**TASKS**.
**1)** According to the article on caesarean rates in WA, which hospital had the highest caesarean rate in 2010?
**2)** From the article on caesarean rates, write out everything from "WA's specialist public" down to "inductions and caesareans.".

**QUOTED PASSAGE**.
* * *

I'm gobsmacked, but not at the same time..
About half of babies born at some of WA's biggest private maternity hospitals are delivered by caesarean, in a trend that confirms Perth as Australia's caesarean capital.
St John of God Murdoch tops the table, with 55.8 per cent of babies born by caesarean in 2010.
It is followed by Glengarry (49.4 per cent), St John of God Subiaco (46.7) and Attadale (44.9).
The rates are well above the State average of 33.6 per cent in 2010, which is up slightly on the 33.3 per cent reported in 2009 when WA had the highest rate in Australia.
WA's specialist public maternity unit King Edward Memorial Hospital, which deals mostly in higher risk pregnancies, has a caesarean rate of 35.1 per cent.
It is the first time the Health Department's annual report on mothers and babies includes a breakdown of caesarean rates by individual hospitals.
The department said it was publishing the figures in response to community demand for more information on hospital rates of inductions and caesareans.
Several studies have recently raised concerns about health complications for mothers and babies after caesareans.
US researchers found babies born by caesarean were twice as likely to become obese children as those delivered naturally, while a WA study found caesarean babies were more likely to end up in hospital with bad respiratory infection.
Childbirth educator Pip Wynn Owen, who runs the Perth service Birth Savvy, said the high rates of caesareans, particularly at private hospitals, was worrying.
"It's good to have these figures but what would be even more useful is to have them for individual doctors because some have rates as high as 70 per cent," she said.
"Obstetricians tend to play on women's fears and the most common one is to say the baby will be big, because that gives a reason to have a caesar, when more often than not the baby doesn't turn out to be big at all."
Royal Australian and New Zealand College of Obstetricians and Gynaecologists vice-president Michael Permezel said the profile of pregnant women going into private hospitals was different from those who used the public system.
"They tend to be in the older age group when we know there are higher rates of caesareans and obstetric complications," he said.

* * *

**EXTRACTED DATA**.
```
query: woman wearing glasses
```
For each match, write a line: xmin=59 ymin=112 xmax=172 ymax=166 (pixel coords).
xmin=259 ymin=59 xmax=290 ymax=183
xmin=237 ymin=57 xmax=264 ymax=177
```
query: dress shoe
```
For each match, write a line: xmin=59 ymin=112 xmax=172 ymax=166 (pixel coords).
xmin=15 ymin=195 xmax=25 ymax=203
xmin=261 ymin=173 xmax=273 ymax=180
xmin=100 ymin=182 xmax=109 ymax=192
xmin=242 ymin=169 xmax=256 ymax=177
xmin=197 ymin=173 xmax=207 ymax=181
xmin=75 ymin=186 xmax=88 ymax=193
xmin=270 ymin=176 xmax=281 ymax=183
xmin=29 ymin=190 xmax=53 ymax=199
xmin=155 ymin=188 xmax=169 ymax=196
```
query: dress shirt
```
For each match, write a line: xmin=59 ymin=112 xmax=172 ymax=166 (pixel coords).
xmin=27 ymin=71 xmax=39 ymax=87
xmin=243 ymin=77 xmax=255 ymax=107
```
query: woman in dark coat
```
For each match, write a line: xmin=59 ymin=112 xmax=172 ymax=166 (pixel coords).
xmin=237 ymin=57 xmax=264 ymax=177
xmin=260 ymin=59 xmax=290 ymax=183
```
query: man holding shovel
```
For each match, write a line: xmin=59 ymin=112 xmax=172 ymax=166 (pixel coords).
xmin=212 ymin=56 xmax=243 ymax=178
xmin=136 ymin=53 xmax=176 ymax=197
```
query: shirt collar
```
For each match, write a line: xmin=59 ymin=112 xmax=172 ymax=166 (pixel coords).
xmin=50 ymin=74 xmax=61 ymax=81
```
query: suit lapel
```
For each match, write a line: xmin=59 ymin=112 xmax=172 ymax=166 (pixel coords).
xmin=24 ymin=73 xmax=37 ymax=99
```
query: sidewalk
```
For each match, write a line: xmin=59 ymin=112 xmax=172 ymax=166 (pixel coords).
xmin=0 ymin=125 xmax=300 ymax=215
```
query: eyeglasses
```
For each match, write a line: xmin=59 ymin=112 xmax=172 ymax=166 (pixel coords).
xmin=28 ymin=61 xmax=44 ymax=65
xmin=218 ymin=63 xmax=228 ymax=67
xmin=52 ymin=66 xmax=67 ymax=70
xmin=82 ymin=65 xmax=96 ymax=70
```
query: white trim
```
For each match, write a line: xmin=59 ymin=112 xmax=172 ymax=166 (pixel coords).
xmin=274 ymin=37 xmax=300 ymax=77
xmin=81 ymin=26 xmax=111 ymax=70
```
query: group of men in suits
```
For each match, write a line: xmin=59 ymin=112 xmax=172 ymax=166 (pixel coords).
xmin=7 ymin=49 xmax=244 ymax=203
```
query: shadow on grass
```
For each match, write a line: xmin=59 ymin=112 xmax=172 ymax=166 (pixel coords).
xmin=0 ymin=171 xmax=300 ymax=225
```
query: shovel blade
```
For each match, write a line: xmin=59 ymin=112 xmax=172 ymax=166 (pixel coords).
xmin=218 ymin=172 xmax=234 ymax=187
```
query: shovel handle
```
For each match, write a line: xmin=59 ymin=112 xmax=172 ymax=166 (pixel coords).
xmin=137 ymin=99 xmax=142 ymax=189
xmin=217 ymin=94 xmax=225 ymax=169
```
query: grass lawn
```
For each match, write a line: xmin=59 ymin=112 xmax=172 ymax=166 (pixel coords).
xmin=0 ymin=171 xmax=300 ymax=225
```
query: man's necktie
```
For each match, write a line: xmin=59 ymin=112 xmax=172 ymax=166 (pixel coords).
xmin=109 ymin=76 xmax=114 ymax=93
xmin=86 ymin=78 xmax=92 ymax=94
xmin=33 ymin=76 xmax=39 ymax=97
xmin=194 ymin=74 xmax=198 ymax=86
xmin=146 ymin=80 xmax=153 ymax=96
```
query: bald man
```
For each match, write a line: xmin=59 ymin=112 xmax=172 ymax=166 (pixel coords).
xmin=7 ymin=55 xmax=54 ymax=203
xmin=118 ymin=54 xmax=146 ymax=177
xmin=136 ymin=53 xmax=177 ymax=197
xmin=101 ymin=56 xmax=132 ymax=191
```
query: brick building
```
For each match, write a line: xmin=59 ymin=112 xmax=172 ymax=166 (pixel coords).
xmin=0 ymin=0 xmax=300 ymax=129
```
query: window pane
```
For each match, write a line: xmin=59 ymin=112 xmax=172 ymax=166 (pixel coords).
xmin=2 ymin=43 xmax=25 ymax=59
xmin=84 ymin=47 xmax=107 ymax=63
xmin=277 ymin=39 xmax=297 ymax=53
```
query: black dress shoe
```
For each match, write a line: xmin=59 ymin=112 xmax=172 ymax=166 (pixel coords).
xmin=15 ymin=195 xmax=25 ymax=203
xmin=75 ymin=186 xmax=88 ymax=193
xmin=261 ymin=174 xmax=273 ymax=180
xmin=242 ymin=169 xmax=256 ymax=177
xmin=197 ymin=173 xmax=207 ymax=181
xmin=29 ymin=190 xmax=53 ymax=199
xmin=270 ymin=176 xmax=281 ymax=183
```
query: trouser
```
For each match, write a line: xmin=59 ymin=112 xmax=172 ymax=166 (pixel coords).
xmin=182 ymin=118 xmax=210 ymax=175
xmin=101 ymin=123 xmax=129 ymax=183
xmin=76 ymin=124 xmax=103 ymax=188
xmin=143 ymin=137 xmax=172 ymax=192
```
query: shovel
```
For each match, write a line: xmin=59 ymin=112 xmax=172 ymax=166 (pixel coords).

* * *

**RESULTS IN ORDER**.
**1)** St John of God Murdoch, at 55.8 per cent.

**2)**
WA's specialist public maternity unit King Edward Memorial Hospital, which deals mostly in higher risk pregnancies, has a caesarean rate of 35.1 per cent.
It is the first time the Health Department's annual report on mothers and babies includes a breakdown of caesarean rates by individual hospitals.
The department said it was publishing the figures in response to community demand for more information on hospital rates of inductions and caesareans.